▸ TASK TO COMPLETE
Reproduce each record exactly.

INPUT RECORDS Block Start

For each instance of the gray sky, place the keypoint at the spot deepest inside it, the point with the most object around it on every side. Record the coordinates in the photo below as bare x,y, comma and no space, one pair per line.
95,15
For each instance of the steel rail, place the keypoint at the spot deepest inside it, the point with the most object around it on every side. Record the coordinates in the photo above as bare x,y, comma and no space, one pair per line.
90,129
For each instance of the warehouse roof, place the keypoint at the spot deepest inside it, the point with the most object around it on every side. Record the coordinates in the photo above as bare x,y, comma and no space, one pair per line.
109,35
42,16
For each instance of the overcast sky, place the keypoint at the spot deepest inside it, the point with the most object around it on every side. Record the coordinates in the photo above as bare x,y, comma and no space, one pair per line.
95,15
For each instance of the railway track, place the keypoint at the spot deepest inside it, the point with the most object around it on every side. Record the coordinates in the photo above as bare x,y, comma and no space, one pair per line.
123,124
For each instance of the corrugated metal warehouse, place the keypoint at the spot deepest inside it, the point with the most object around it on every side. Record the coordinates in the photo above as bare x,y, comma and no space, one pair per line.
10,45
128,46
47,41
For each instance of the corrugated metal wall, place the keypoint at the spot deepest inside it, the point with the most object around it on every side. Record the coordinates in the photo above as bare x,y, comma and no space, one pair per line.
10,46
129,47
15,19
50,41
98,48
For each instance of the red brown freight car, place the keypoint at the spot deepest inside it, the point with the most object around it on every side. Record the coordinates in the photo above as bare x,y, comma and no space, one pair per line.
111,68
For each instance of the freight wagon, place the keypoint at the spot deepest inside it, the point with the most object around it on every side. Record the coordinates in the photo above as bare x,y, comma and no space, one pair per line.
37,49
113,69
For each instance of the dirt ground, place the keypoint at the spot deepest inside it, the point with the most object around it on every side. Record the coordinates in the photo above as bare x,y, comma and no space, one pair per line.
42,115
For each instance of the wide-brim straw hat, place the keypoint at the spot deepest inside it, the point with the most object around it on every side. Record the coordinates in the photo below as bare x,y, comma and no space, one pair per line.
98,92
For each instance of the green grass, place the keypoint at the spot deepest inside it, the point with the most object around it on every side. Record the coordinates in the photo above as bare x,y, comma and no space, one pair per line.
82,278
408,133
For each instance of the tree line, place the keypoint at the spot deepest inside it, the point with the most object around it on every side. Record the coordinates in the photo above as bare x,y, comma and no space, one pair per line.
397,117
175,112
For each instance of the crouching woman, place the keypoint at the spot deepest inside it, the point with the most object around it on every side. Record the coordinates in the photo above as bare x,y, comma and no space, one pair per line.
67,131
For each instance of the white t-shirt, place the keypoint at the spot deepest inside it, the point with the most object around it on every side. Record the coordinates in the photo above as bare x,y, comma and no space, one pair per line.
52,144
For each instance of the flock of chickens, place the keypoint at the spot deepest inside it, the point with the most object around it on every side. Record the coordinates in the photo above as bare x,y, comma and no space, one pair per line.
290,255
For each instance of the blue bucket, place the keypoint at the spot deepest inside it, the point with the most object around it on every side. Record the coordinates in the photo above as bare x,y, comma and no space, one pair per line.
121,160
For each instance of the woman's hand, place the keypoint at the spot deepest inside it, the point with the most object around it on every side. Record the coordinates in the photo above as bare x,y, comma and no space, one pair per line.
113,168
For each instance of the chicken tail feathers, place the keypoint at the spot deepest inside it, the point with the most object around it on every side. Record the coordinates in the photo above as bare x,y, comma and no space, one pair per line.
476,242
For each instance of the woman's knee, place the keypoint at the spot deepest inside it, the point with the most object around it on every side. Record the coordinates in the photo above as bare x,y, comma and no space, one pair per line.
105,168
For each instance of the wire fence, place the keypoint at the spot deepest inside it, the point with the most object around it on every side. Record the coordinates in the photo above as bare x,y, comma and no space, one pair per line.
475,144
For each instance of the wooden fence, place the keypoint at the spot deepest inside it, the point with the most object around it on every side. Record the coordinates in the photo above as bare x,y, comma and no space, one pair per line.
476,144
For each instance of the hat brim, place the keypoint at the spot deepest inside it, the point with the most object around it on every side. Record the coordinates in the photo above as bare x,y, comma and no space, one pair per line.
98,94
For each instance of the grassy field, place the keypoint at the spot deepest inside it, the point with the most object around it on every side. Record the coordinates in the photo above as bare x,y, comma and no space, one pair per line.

INPUT RECORDS Block End

▸ REPLY TO THE TASK
For each instance of the gray sky, place the keypoint at the spot deepest inside it, the point with the most object around it on every side. Record the coordinates in the photo below as bare x,y, comma and no space, one pair per line.
95,15
For each instance of the steel rail, place the keypoint at the spot deepest inside it, the point with the most object around it on every side. Record the coordinates in the photo above as bare x,y, comma and no space, one pair per line.
90,129
For each instance of the warehouse roof, place the keypoint at the spot deepest inside it, the point with the most object around it on every side. Record the coordinates in the photo above as bare x,y, comma and no space, one pair per line.
109,35
42,16
For each instance of the overcast sky, place the keypoint at the spot deepest inside it, the point with the most object around it on every side. Record the coordinates in the photo above as bare x,y, comma and no space, one pair per line.
95,15
For each instance of the railway track, place the keypoint at the spot deepest inside it, the point with the most object around it on every side. Record the coordinates in the photo above as bare x,y, comma and no space, one pair per line.
123,124
For each instance of the corrugated metal warehouse, place the keypoint at the spot deepest inside it, the point with the most object around it on every side. Record the coordinates in the photo above as bare x,y, comma and no space, one pair per line.
10,45
128,46
47,41
For each instance of the corrugated metal wall, place the keypoint at the spot deepest inside it, the point with the most object around it on every side. Record the coordinates in the photo above as bare x,y, comma and no space, one pair per line.
10,46
129,47
15,19
50,41
98,48
For each instance of the red brown freight car, place the keypoint at the spot deepest inside it, the point with the most object around it on every side. Record the coordinates in the photo above as bare x,y, comma and no space, one pair per line.
111,68
For each instance of the freight wagon, place the keypoint at the spot deepest inside it, the point with the most object around it on every side. Record the coordinates in the photo above as bare x,y, comma and no space, one pair per line.
37,49
113,69
For each instance of the dirt ground, place the keypoint at the spot deepest inside it, the point with the most object around it on every side. Record the coordinates in the photo above as bare x,y, comma and no space, one pair per line.
42,115
For each instance of the wide-brim straw hat, place the keypoint at the spot deepest inside it, the point with the most object around it on every side. Record the coordinates in the photo below as bare x,y, comma and no space, one pair per line.
98,92
For each instance of the green grass, place the keypoint at the spot deepest inside it, the point with the most object around it on every side. Record the coordinates in the photo above as bare x,y, comma and no space, one pair per line.
82,278
408,133
For each instance of the tree line, place the keypoint at the spot deepest inside it, the point with the most object around it on every side. Record the coordinates in the photo above as bare x,y, comma and no space, one pair per line.
397,117
175,112
For each instance of the crouching woman, place the keypoint at the spot deepest inside it, the point with the most object around it on every side. Record the coordinates in the photo above as bare x,y, comma and no space, one pair per line.
67,131
For each instance of the white t-shirt, place the keypoint at the spot deepest inside it, the point with the most object around it on every side. Record the coordinates in the photo above as bare x,y, comma and no space, one pair per line.
52,144
For each instance of the flock of chickens, place the keypoint at the spot deepest inside it, the point with the most object around it on every side. Record the coordinates in the photo above as bare x,y, comma and no space, one pair per line.
290,255
For each instance of the blue bucket, place the keypoint at the spot deepest inside it, the point with the most object around it on every side. Record the coordinates in the photo above as bare x,y, comma and no space, one pair per line.
121,160
For each instance of the woman's hand, place the keypoint at the spot deepest inside it, the point with the most object around it on every side. Record the coordinates in the photo above as bare x,y, comma and no space, one pair per line.
113,168
For each instance of the chicken tail feathers, place the keypoint at the spot deepest inside it, the point with the most object around it on every side. Record the coordinates in the photo above as bare x,y, comma and no space, one pair per line.
476,242
For each instance of the woman's knee, place the keypoint at the spot deepest inside it, the point with the most object around it on every side. Record the coordinates in the photo above as bare x,y, comma and no space, one pair per line.
105,168
For each instance of the wire fence, place the keypoint at the spot deepest inside it, the point with the most object around it on every side. Record the coordinates in the photo above as bare x,y, comma and no space, one pair per line.
475,144
For each instance of the wooden fence, place the keypoint at the spot deepest inside it, the point with the most object around it on every side. Record the coordinates in the photo above as bare x,y, comma and no space, one pair per line.
476,144
For each instance of the hat brim, place the keypoint at the spot deepest inside it, the point with the most object around it on every side. Record the coordinates in the photo above as bare x,y, comma and no space, one pair per line.
98,94
For each instance of the grassy field, place the keypoint at the spot deepest inside it, the point with the most object around it on every side. Record the coordinates in the photo above as bare x,y, comma and no space, one pair per line.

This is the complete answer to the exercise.